[begin EXCERPTED PASSAGE]

Understand and create batch endpoints
To get a model to generate batch predictions, you can deploy the model to a batch endpoint.
You'll learn how to use batch endpoints for asynchronous batch scoring.
Batch predictions
To get batch predictions, you can deploy a model to an endpoint. An endpoint is an HTTPS endpoint that you can call to trigger a batch scoring job. The advantage of such an endpoint is that you can trigger the batch scoring job from another service, such as Azure Synapse Analytics or Azure Databricks. A batch endpoint allows you to integrate the batch scoring with an existing data ingestion and transformation pipeline.
Whenever the endpoint is invoked, a batch scoring job is submitted to the Azure Machine Learning workspace. The job typically uses a compute cluster to score multiple inputs. The results can be stored in a datastore, connected to the Azure Machine Learning workspace.
Create a batch endpoint
To deploy a model to a batch endpoint, you'll first have to create the batch endpoint.
To create a batch endpoint, you'll use the BatchEndpoint
class. Batch endpoint names need to be unique within an Azure region.
To create an endpoint, use the following command:
# create a batch endpoint
endpoint = BatchEndpoint(
name="endpoint-example",
description="A batch endpoint",
)
ml_client.batch_endpoints.begin_create_or_update(endpoint)
Tip
Explore the reference documentation to create a batch endpoint with the Python SDK v2.

[end EXCERPTED PASSAGE]

## GIVEN INSTRUCTION A
Summarize the batch endpoint page in two sentences.
The entries that follow are unrelated to the batch endpoint page.

[begin RECORDS FOR PROCESSING]

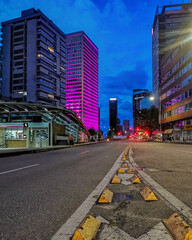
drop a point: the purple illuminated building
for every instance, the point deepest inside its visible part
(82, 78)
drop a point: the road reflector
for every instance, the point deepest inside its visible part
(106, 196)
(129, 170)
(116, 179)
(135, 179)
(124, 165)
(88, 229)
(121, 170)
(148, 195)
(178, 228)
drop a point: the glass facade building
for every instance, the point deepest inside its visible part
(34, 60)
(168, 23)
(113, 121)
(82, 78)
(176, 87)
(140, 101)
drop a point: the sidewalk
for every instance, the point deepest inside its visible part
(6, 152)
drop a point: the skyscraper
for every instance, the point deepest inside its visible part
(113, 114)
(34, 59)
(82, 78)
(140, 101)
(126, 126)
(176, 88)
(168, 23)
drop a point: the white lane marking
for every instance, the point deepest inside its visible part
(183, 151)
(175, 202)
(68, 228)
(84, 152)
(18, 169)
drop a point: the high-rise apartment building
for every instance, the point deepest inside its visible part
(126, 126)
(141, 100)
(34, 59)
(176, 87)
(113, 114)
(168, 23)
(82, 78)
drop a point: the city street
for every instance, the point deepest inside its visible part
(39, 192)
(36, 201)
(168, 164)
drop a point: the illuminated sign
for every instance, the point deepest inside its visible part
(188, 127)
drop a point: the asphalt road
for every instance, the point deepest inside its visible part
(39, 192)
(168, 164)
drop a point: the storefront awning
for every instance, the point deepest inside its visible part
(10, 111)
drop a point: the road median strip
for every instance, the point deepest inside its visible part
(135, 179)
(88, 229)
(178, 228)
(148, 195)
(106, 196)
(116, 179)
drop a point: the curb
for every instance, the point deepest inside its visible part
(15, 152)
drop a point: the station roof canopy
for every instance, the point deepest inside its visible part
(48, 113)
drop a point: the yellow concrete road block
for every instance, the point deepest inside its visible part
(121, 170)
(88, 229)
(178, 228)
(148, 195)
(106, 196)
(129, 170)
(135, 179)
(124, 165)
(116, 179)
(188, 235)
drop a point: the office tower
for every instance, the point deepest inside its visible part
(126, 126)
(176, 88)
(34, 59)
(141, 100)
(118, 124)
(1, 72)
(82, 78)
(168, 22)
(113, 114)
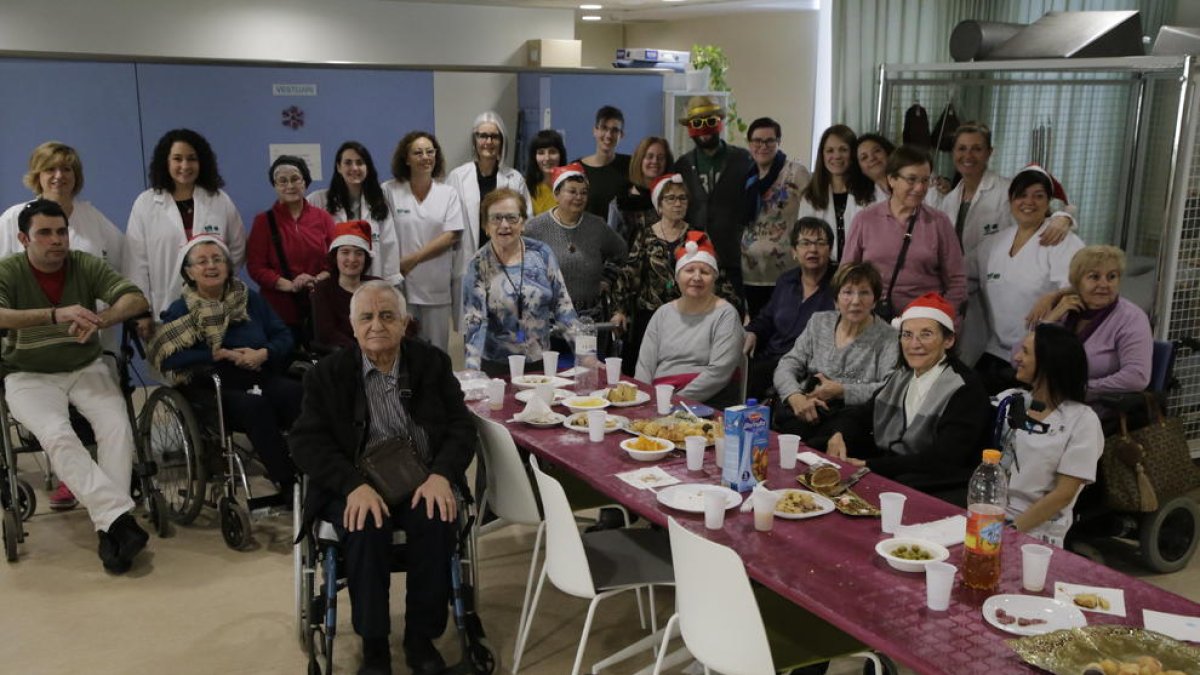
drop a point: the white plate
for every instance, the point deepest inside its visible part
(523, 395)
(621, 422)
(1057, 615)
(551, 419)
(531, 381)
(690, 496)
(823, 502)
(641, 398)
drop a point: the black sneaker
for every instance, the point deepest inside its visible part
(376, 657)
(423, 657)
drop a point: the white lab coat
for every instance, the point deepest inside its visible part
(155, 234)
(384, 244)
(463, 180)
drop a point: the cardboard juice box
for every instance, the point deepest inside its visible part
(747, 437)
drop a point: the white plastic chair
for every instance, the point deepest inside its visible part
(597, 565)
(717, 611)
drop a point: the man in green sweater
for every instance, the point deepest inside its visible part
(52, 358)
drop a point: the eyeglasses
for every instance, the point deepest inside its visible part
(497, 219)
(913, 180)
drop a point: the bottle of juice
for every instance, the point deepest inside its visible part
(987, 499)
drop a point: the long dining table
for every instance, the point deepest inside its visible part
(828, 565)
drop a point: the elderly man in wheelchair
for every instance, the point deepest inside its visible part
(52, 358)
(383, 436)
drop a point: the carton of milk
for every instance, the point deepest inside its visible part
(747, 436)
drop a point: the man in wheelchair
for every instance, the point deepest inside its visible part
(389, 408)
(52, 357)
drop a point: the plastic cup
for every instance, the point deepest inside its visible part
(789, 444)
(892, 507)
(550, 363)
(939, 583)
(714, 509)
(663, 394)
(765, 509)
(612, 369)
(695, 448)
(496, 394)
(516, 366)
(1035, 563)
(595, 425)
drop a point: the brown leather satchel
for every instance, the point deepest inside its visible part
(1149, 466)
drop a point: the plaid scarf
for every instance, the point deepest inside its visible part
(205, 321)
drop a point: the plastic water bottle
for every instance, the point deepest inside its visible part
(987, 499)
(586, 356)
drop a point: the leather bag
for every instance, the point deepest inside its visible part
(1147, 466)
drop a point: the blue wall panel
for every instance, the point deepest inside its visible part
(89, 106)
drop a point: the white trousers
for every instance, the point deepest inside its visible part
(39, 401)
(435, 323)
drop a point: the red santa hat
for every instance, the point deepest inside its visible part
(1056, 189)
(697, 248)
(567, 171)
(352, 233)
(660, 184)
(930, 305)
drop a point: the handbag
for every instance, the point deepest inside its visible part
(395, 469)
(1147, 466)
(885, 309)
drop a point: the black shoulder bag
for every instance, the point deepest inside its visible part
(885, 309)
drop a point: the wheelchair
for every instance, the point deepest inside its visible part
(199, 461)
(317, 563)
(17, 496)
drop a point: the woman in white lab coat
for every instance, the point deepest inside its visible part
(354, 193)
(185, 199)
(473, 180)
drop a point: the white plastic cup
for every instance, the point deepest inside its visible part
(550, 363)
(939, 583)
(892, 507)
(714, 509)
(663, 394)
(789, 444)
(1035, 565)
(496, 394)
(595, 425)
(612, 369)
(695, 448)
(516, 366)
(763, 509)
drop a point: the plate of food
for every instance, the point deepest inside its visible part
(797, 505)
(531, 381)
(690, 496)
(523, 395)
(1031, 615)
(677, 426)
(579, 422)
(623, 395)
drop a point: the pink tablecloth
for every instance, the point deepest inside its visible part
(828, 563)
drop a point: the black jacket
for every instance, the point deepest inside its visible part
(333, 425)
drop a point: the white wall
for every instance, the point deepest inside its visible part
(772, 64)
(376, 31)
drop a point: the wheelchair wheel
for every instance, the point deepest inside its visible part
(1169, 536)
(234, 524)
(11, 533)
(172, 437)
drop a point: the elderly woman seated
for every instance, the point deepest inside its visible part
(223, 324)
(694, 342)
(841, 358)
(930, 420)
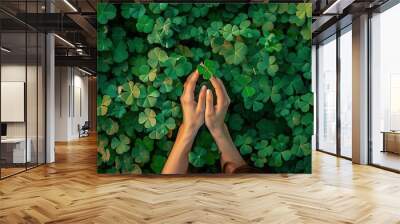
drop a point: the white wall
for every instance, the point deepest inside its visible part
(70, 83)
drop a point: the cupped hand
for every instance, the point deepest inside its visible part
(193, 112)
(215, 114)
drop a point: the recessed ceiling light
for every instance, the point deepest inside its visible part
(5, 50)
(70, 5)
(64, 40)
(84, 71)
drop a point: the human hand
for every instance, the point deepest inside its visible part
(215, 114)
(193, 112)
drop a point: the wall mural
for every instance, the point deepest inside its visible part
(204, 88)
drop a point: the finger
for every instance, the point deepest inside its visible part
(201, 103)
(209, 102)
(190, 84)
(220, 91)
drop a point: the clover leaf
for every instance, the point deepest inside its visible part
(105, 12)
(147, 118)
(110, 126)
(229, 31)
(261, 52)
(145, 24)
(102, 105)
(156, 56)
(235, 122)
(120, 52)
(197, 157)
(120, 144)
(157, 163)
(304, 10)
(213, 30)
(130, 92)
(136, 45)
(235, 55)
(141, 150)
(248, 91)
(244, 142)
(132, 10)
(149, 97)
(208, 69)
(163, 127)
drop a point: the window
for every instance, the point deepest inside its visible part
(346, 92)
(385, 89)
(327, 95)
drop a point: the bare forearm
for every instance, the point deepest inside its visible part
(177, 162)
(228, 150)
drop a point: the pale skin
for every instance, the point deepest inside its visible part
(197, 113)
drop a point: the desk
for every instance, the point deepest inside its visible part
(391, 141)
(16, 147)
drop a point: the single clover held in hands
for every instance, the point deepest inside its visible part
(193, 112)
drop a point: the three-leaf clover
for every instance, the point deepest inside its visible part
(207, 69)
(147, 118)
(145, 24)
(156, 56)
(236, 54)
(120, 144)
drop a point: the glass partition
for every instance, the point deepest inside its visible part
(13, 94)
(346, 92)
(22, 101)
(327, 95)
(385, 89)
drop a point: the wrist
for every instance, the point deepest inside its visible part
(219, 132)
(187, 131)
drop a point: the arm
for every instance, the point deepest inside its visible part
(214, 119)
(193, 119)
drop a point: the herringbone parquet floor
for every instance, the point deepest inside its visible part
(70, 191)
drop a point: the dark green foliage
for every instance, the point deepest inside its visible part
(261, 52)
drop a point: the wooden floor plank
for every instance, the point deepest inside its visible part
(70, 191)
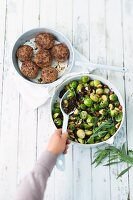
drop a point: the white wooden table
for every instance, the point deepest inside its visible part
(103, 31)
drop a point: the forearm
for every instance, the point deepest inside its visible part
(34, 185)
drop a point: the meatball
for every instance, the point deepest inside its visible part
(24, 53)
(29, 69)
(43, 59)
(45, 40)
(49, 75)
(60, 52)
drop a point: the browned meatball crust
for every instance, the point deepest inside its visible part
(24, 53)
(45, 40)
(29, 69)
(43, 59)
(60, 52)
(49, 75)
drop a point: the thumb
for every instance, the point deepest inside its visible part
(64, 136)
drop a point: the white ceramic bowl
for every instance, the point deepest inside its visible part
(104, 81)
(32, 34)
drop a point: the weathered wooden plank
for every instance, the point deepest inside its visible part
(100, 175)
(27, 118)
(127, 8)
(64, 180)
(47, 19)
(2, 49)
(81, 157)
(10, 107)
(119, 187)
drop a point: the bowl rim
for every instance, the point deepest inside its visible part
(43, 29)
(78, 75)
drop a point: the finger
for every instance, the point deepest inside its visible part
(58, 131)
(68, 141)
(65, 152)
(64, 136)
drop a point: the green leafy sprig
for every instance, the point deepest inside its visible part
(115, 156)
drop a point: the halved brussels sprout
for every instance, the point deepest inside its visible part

[end RECORDS FOR PROCESSING]

## GIVEN INSTRUCTION B
Pull out every line of the entries that contains the string "clover".

## CORRECT RESPONSE A
A model can be deployed to a batch endpoint: an HTTPS endpoint that triggers a batch scoring job and can be called from another service, such as Azure Synapse Analytics or Azure Databricks. Each call submits a job to the Azure Machine Learning workspace that typically runs on a compute cluster and can store results in a connected datastore, and the endpoint itself is created with the BatchEndpoint class under a name unique within an Azure region.

## CORRECT RESPONSE B
drop a point: the clover leaf
drop a point: the single clover held in hands
drop a point: the three-leaf clover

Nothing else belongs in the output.